**Texto:**

---+---

Cuando, a comienzos del siglo XVIII, Jonathan Swift nos relata en su Battle of the books la legendaria contienda que tuvo lugar en la Biblioteca de Saint James entre los antiguos y los modernos, asistimos a lo que un lector no avisado podría percibir, cuando menos, como una paradoja. El filólogo Richard Bentley, ya en alguna otra ocasión convertido en personaje literario por el mismo autor satírico, se nos presenta como uno de los abanderados del bando de los modernos. ¿Cómo es posible que un consumado experto en Homero y Horacio, además de uno de los mejores cultivadores de la crítica textual de textos antiguos basada en la conjetura, no combata al lado de los que son supuestamente sus aliados, los antiguos? FRANCISCO GARCÍA JURADO, DE LA UNIVERSIDAD COMPLUTENSE

En la supuesta paradoja habita su razón fundamental de ser: Bentley no es más que uno de los más conspicuos “modernos”, pues cree saber más de los antiguos incluso que ellos mismos.

Esta condición esencialmente moderna de los estudios clásicos a partir del siglo XVIII, no en vano herederos de la tradición humanística del Renacimiento, también los convierte en fruto de las nuevas corrientes historicistas del pensamiento ilustrado. Ello da lugar a un nuevo relato de la Antigüedad que se inicia con figuras tan relevantes como Johannes Joachim Winckelmann, el propio Bentley y, sobre todo, Friedrich August Wolf. El profesor Salvatore Cerasuolo ha señalado convenientemente la herencia que la “Enciclopedia de la Antigüedad” de Wolf recibe del mismo enciclopedismo ilustrado de la época a la hora de dividir las “Ciencias de la Antigüedad” en diferentes ramas del saber, rompiendo así con el antiguo carácter circular (propiamente “enciclo-pédico”) de los viejos saberes humanísticos. Partamos, pues, del hecho maravillosamente paradójico de que las “Ciencias de la Antigüedad” y la “Filología Clásica” son creaciones modernas, en definitiva, una manera de actualizar a la luz de un nuevo presente (con sus correspondientes métodos) lo que no deja de ser la ilusión del estudio de un remoto pasado “tal cual fue”.

---+---

**Tareas a realizar:**
1. Indica si cada afirmación concuerda con el texto sobre los estudios clásicos y cita las palabras que lo deciden. (a) Bentley aparece como uno de los abanderados del bando de los antiguos. (b) La contienda entre antiguos y modernos tuvo lugar en la Biblioteca de Saint James. (c) La “Filología Clásica” se presenta como una creación moderna.
2. Según el texto sobre los estudios clásicos, ¿qué profesor señaló la herencia que la “Enciclopedia de la Antigüedad” de Wolf recibe del enciclopedismo ilustrado?
3. Imprime sin cambios el pasaje del texto sobre los estudios clásicos que va desde «En la supuesta» hasta «que ellos mismos.».

Elementos de un conjunto de datos:
---+---

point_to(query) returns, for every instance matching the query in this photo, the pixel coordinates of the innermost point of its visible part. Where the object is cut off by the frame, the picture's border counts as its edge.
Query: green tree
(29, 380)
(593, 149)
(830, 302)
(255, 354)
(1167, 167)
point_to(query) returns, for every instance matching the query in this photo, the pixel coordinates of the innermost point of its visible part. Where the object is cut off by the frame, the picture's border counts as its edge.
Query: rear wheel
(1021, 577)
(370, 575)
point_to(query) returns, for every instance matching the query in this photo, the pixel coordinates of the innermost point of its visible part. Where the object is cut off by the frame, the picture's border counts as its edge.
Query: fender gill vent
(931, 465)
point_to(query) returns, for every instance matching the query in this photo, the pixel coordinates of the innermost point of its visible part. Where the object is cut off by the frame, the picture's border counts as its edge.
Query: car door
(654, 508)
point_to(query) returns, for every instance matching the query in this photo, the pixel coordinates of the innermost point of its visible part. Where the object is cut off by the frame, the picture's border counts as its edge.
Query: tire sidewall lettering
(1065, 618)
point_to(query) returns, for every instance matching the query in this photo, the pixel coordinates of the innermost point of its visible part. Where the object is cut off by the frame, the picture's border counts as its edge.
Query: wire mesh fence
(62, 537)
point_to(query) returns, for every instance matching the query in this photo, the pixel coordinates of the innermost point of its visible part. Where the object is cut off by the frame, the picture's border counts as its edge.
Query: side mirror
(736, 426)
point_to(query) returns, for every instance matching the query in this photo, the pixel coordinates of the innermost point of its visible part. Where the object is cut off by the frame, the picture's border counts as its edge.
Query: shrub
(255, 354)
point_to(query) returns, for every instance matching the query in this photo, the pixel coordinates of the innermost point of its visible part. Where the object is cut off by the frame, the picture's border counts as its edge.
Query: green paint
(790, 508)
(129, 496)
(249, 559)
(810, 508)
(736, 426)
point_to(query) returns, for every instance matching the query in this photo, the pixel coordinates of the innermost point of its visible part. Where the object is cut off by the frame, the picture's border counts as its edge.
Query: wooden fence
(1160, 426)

---+---

**Soluciones:**
1.
(a) No: «se nos presenta como uno de los abanderados del bando de los modernos».
(b) Sí: «tuvo lugar en la Biblioteca de Saint James».
(c) Sí: «las “Ciencias de la Antigüedad” y la “Filología Clásica” son creaciones modernas».

2. El profesor Salvatore Cerasuolo.

3.
En la supuesta paradoja habita su razón fundamental de ser: Bentley no es más que uno de los más conspicuos “modernos”, pues cree saber más de los antiguos incluso que ellos mismos.